**What you need to do:** Only the records, repeated exactly, should make up the response.

★ ★ ★

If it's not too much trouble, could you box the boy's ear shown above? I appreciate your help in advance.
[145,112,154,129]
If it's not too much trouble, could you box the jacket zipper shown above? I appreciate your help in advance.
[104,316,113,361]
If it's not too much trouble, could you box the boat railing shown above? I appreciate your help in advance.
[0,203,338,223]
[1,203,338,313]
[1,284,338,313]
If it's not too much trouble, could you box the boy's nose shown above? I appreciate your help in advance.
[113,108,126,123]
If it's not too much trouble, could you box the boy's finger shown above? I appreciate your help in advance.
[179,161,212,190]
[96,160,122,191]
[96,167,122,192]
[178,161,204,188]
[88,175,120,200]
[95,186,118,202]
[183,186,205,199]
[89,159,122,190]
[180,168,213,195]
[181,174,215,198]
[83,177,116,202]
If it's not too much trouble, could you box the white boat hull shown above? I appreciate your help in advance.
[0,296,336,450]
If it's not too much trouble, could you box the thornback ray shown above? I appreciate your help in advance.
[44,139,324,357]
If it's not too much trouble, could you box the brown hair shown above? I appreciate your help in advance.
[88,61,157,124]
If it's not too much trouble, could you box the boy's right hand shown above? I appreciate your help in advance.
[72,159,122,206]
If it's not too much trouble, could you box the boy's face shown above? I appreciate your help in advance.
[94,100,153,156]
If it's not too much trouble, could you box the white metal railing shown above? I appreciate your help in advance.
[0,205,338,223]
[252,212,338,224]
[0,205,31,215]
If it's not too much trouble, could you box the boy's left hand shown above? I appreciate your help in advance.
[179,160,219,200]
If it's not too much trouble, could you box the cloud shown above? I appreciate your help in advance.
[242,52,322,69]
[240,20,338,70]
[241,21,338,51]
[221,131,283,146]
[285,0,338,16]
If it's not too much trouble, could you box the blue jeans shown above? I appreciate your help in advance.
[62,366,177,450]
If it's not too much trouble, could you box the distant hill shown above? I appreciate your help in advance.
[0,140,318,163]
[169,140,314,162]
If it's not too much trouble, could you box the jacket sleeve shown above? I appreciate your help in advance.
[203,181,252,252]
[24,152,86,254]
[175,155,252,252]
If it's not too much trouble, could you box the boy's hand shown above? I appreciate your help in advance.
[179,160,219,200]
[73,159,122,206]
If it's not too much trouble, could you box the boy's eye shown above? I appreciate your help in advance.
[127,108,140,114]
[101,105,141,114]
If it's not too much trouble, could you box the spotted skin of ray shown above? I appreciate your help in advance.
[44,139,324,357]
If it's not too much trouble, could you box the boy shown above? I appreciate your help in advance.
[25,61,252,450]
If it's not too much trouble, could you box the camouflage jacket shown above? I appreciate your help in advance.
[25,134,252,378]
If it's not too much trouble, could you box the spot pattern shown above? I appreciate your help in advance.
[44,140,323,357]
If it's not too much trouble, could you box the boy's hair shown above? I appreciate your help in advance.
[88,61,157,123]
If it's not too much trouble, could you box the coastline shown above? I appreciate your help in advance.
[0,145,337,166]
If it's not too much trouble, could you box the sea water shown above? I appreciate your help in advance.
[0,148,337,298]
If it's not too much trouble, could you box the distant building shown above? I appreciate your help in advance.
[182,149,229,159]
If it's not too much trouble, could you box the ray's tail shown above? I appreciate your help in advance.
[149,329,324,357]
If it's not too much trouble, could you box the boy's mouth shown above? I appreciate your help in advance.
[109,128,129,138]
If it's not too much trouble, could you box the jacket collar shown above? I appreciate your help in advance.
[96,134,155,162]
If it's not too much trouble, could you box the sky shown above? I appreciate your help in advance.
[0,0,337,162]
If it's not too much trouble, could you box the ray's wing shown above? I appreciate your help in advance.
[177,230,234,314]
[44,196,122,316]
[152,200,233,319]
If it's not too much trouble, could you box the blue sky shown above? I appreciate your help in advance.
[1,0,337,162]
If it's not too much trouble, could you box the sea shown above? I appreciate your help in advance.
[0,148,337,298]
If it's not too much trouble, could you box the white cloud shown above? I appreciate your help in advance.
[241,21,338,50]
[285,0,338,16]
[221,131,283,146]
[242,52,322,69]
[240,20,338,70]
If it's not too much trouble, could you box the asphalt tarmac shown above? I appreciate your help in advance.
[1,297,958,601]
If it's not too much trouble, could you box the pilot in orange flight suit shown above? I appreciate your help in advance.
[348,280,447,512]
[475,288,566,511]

★ ★ ★

**Exercise response:**
If it's not too much trouble, could you box the boy's ear shown above? I appreciate your help in advance.
[145,112,154,129]
If it's not too much trouble, could you box the jacket zipper shown above? I appreciate your help in advance.
[104,316,113,361]
If it's not too much trouble, could you box the boat railing shown above? I appreciate your help in advance.
[0,203,338,223]
[1,203,338,313]
[1,284,338,313]
If it's not too much trouble, could you box the boy's nose shown above? I appreciate your help in advance.
[113,108,126,123]
If it's not too much trouble, could you box the boy's finger shown above? I appreciate your help in advance.
[179,161,212,190]
[96,160,122,191]
[96,167,122,192]
[178,161,204,188]
[88,175,120,200]
[95,186,118,202]
[183,186,205,199]
[89,159,122,190]
[180,168,213,195]
[181,174,215,198]
[83,177,116,202]
If it's not too much trouble, could you box the white boat hull shown above? I appreciate your help in advance.
[0,296,336,450]
If it's not too much trouble, could you box the thornback ray shown above? I appreciate your help in advance.
[44,139,324,357]
If it's not too much trouble, could you box the brown hair shown above? I appreciate your help in advance.
[88,61,157,124]
If it's not too much trouble, could you box the boy's right hand shown above? I appreciate your help in advance.
[72,159,122,206]
If it's not too much trouble, could you box the boy's face shown above? I appreciate your help in advance.
[94,100,153,156]
If it's not too much trouble, could you box the white metal railing shown above? I appreciate your help in advance.
[0,205,338,223]
[252,212,338,224]
[0,205,31,215]
If it's not too much trouble, could you box the boy's left hand shown above? I appreciate your help in advance.
[179,160,219,200]
If it's not too much trouble, could you box the cloud shown above? I appreciate your help in advance.
[242,52,322,69]
[240,20,338,70]
[241,21,338,51]
[221,131,283,146]
[285,0,338,16]
If it's not too much trouble, could you box the blue jeans shown above? I appreciate your help in advance.
[62,366,177,450]
If it's not too much trouble, could you box the distant hill shown above? I appreciate your help in advance.
[0,140,318,163]
[169,140,314,162]
If it's not too much trouble, could you box the jacket sleeve shown above? I appreciate your help in advance.
[203,181,252,252]
[24,152,86,254]
[175,155,252,252]
If it's not too much trouble, could you box the boy's hand shown above? I appreciate your help in advance.
[179,160,219,200]
[73,159,122,206]
If it's not too much trouble, could you box the boy's eye shown above? I appreciate your help in advance.
[127,108,140,114]
[101,105,141,114]
If it's not too much trouble, could you box the spotted skin of ray shown above? I appreciate your help in advance.
[44,139,324,357]
If it's not too much trouble, could you box the boy shown above? I appreciate your help in advance.
[25,61,252,450]
If it's not too much trouble, could you box the camouflage jacket shown above? I appreciate your help in advance.
[25,134,252,378]
If it's not too much trouble, could you box the spot pattern shown above? I appreciate your help in advance.
[44,140,323,357]
If it's not too much trouble, could you box the boy's hair shown above? I appreciate your help in advance.
[88,61,157,123]
If it's not too much trouble, could you box the coastline shown above? I appreciate your help in advance.
[0,145,337,166]
If it's not too much trouble, could you box the sea water shown above? I appreciate your help in advance.
[0,148,337,298]
If it's not too much trouble, could you box the distant building shown above? I appreciate your help in advance.
[182,149,229,159]
If it's not too much trouble, could you box the ray's tail shown above? I appreciate your help in advance.
[149,329,324,357]
If it's not too much trouble, could you box the boy's mouth shown above? I appreciate your help in advance.
[109,128,129,138]
If it's not too much trouble, could you box the jacket collar shown above? I appreciate your help in advance.
[96,134,155,162]
If it's not too much trouble, could you box the sky shown above? I appreciate your help in advance.
[0,0,337,162]
If it's not too much trouble, could you box the ray's wing shown above? I appreciate your help in advance.
[177,230,234,314]
[44,196,122,316]
[152,200,233,319]
If it's not too much trouble, could you box the blue sky shown above? I appreciate your help in advance.
[1,0,337,162]
If it's not too much trouble, could you box the sea shown above? I appreciate your help in advance.
[0,148,337,298]
If it's not too much trouble, could you box the white cloud shown above? I appreciate your help in advance.
[241,21,338,50]
[285,0,338,16]
[221,131,283,146]
[242,52,322,69]
[240,20,338,70]
If it's not too much trouble, could you box the asphalt tarmac shown above? I appreciate your help in advance.
[1,297,958,601]
If it's not too much trouble, could you box the pilot in orange flight suit shown above? I appreciate your help in advance.
[348,280,447,512]
[475,288,566,511]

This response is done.